Each line of the material below must be transcribed exactly.

══════

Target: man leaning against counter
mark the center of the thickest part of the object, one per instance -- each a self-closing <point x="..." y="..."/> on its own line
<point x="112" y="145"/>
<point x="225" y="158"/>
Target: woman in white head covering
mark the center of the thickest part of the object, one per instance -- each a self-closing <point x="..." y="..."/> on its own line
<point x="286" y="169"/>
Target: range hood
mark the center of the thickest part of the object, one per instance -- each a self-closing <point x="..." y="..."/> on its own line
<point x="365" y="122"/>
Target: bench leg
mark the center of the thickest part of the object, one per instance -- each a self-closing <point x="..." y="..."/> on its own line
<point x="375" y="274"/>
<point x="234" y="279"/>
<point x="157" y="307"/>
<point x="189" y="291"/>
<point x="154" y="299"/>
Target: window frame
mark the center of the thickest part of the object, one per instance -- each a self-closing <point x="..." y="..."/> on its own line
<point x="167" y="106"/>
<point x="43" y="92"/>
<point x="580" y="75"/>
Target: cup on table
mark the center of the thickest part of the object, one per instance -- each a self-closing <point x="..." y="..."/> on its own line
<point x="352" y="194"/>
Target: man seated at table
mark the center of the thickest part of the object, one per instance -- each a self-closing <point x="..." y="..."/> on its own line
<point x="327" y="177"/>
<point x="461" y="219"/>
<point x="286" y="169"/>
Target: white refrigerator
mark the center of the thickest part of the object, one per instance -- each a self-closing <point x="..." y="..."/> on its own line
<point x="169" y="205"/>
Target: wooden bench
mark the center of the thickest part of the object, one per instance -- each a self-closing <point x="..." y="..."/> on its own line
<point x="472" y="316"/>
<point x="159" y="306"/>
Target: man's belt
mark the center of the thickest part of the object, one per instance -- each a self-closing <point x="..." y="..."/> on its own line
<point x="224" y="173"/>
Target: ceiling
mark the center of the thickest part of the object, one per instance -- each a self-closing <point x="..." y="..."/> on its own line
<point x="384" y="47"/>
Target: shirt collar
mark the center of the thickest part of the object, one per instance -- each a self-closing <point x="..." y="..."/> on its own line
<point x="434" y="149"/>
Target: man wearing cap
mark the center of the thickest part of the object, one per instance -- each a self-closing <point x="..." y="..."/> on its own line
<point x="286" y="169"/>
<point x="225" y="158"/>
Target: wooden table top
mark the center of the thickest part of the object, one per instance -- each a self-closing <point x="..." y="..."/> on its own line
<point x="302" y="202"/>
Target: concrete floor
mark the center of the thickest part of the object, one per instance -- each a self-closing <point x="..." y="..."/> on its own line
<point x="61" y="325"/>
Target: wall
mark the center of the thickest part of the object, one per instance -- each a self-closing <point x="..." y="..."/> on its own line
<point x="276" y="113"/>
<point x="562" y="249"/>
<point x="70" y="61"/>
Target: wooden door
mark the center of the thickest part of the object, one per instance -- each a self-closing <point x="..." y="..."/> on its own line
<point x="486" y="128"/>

══════

Output for this exercise:
Target: man leaning against counter
mark the center of the thickest part of the object, one per instance -- each a self-closing <point x="..." y="..."/> on its own line
<point x="112" y="145"/>
<point x="225" y="158"/>
Target: woman in white head covering
mark the center of the thickest part of the object, one per instance -- each a self-closing <point x="..." y="..."/> on its own line
<point x="286" y="169"/>
Target: range hood
mark the center of the thickest part of the object, one per instance -- each a self-closing <point x="..." y="..."/> on its own line
<point x="365" y="122"/>
Target: bench leg
mark the center of the thickest part of the object, one per instance -- each a self-closing <point x="..." y="..."/> on its own line
<point x="375" y="274"/>
<point x="234" y="279"/>
<point x="157" y="307"/>
<point x="189" y="291"/>
<point x="154" y="299"/>
Target: window frame
mark the center of the thickest part of the object, one per instance -- each a self-closing <point x="..." y="..."/> on its own line
<point x="167" y="106"/>
<point x="43" y="92"/>
<point x="580" y="75"/>
Target: cup on table
mark the center of the thickest part of the object, one per instance -- each a self-closing <point x="..." y="..."/> on its own line
<point x="352" y="194"/>
Target: man seated at table
mark the center of the thickest part of the object, one per instance -- each a self-closing <point x="..." y="..."/> on its own line
<point x="327" y="177"/>
<point x="461" y="219"/>
<point x="286" y="169"/>
Target: white refrigerator
mark the center of the thickest part of the object, one per instance -- each a self-closing <point x="..." y="..."/> on its own line
<point x="169" y="205"/>
Target: wooden bench
mark the center of the thickest part of the object, one per instance -- each a self-closing <point x="..." y="..."/> on its own line
<point x="472" y="316"/>
<point x="159" y="306"/>
Target: man's belt
mark the center of the thickest part of the object, one per instance -- each a self-closing <point x="..." y="..."/> on its own line
<point x="224" y="173"/>
Target: ceiling
mark the center of the thickest part of the object, one per instance -- each a self-closing <point x="..." y="..."/> on its own line
<point x="384" y="47"/>
Target: shirt collar
mark the center of the thickest part of the object, one per instance -- each a self-closing <point x="..." y="..."/> on its own line
<point x="434" y="149"/>
Target: man wearing cap
mark the center of the thickest part of the object, one per instance -- each a self-closing <point x="..." y="..."/> on its own line
<point x="286" y="169"/>
<point x="225" y="158"/>
Target: wooden table top
mark the center of the thickest part of the object, one per instance -- each a self-closing <point x="..." y="..."/> on its own line
<point x="302" y="202"/>
Target: concrete floor
mark the center of the thickest part of the object, one per instance -- each a self-closing <point x="..." y="..."/> on its own line
<point x="61" y="325"/>
Target: wall
mark the center of the thickest part of the object, one per instance -- each a self-closing <point x="..." y="..."/> on its own line
<point x="276" y="113"/>
<point x="562" y="249"/>
<point x="70" y="61"/>
Target: wooden door
mark the center of the thickest part of the object, one per instance -- each a self-closing <point x="..." y="..."/> on its own line
<point x="486" y="128"/>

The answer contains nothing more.